**ENTRIES SUPPLIED**
******************************

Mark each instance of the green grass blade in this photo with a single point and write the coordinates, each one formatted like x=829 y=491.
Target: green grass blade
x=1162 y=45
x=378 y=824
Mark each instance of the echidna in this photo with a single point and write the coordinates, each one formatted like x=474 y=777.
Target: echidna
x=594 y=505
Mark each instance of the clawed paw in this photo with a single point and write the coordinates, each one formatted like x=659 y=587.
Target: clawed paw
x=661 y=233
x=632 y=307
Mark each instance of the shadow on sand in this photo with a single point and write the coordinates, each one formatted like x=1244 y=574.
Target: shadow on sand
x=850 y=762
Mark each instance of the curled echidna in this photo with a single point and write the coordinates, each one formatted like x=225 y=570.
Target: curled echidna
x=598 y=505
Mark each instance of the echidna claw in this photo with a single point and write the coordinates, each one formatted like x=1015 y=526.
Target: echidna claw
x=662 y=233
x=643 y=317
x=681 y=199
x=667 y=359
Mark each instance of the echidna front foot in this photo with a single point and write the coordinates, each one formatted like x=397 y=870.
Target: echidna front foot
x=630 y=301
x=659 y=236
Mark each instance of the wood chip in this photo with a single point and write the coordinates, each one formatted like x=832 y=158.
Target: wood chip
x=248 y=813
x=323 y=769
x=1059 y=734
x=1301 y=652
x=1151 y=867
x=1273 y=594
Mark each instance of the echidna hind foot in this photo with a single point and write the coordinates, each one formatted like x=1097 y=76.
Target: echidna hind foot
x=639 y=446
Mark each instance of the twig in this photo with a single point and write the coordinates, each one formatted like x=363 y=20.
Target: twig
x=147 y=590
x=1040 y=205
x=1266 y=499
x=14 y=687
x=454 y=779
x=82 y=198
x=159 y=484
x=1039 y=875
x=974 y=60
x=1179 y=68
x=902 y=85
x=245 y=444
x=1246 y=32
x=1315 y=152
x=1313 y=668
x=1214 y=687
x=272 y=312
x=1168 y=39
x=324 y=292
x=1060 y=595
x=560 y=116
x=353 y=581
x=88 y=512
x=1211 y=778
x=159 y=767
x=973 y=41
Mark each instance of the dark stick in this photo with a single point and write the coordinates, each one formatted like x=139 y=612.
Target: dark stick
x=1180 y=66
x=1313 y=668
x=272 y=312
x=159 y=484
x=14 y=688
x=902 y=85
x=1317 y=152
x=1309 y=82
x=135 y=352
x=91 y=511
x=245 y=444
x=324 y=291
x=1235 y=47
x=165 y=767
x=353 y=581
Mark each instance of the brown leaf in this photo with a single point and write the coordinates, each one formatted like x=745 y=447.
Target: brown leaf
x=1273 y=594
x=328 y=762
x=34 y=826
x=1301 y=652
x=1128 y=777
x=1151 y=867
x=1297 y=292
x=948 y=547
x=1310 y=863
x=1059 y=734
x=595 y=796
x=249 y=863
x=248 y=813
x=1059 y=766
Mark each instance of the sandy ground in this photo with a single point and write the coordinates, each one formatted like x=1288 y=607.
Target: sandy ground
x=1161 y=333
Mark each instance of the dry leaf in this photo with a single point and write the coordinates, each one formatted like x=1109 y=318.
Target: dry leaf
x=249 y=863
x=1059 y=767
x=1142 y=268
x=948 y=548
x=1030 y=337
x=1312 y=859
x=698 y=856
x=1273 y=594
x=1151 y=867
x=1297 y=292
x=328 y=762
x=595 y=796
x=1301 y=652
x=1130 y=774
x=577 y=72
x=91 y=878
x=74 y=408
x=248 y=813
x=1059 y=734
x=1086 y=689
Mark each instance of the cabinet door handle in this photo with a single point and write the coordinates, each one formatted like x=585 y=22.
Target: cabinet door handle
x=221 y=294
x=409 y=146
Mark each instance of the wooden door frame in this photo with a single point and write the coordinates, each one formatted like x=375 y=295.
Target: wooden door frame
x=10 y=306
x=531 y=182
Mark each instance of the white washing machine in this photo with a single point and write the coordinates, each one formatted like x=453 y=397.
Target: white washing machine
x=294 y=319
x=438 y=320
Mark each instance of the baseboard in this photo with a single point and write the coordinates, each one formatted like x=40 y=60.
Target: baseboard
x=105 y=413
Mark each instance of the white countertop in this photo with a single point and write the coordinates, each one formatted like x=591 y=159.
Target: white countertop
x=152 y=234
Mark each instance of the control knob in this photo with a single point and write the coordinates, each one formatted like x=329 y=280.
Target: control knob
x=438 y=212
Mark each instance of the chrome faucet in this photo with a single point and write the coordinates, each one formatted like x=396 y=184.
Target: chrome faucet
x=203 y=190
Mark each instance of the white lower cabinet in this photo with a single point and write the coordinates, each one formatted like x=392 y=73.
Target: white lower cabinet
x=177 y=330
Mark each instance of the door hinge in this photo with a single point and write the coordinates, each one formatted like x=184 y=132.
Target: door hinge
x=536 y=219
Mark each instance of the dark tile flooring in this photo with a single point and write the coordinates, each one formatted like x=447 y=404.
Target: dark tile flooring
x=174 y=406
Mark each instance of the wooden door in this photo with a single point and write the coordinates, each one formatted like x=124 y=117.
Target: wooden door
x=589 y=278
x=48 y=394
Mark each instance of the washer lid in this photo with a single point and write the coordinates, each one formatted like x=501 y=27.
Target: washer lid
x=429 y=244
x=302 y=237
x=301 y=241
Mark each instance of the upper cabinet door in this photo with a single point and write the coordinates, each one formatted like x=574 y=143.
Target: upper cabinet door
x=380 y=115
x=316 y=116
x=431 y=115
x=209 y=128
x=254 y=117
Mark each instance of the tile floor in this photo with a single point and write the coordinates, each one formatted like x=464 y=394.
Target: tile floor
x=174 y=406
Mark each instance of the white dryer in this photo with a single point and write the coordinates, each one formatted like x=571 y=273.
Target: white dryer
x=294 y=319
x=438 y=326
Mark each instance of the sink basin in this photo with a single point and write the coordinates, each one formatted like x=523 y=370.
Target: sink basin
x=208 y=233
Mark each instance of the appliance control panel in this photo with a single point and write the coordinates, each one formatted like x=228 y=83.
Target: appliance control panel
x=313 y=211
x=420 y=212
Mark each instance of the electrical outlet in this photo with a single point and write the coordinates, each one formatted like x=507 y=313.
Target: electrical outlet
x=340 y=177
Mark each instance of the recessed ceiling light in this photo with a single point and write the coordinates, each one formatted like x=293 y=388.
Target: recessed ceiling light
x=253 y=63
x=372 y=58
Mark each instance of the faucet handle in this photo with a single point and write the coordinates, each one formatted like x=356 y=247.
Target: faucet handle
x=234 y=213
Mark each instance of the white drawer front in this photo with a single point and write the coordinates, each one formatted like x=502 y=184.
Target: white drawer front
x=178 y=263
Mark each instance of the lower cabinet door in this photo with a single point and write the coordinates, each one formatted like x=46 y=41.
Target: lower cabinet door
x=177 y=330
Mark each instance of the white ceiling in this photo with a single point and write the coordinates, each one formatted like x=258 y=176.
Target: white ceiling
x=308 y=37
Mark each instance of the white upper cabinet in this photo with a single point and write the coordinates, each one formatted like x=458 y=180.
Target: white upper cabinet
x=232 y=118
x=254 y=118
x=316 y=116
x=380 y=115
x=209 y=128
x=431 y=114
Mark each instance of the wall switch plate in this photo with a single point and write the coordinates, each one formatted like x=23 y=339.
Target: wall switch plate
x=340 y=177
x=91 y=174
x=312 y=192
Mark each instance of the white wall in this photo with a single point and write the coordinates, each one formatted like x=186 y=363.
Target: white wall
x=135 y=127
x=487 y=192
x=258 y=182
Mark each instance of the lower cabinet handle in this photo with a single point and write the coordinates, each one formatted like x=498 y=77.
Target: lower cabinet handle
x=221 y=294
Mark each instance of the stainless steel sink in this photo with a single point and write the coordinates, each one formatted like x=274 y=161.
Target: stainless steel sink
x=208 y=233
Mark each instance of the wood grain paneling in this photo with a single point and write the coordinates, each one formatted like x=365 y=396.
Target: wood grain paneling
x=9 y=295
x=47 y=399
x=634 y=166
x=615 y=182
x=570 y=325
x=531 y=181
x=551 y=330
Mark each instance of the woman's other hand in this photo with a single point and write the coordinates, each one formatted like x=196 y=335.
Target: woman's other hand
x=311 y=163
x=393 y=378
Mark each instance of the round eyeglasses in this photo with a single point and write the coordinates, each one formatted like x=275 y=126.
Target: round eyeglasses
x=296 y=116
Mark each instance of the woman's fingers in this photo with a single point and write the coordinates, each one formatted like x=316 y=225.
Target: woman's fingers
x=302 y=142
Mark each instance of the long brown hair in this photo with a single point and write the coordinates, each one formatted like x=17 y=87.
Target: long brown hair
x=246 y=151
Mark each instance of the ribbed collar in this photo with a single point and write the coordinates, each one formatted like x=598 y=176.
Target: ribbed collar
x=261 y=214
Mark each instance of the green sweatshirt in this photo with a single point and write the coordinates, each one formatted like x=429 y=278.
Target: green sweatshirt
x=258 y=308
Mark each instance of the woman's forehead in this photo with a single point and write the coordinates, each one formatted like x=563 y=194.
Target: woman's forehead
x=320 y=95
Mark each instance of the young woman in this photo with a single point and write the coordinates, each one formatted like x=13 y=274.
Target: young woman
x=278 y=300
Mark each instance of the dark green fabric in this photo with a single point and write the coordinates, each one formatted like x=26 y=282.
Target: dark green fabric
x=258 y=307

******************************

**EXERCISE TASK**
Please rewrite the records from the start up to and including the line with "x=632 y=307", replacing "clawed paw" with "front paw" and keeping everything else unchanged.

**REPLY TO THE TASK**
Mark each instance of the green grass blade in this photo with a single point and write the coordinates, each one formatted like x=829 y=491.
Target: green grass blade
x=1162 y=45
x=378 y=824
Mark each instance of the echidna in this photo with a single point and write the coordinates, each one formatted like x=474 y=777.
Target: echidna
x=594 y=505
Mark each instance of the front paw in this photo with a single point and write the coordinates, each one formatted like x=659 y=587.
Target: front paw
x=661 y=233
x=632 y=307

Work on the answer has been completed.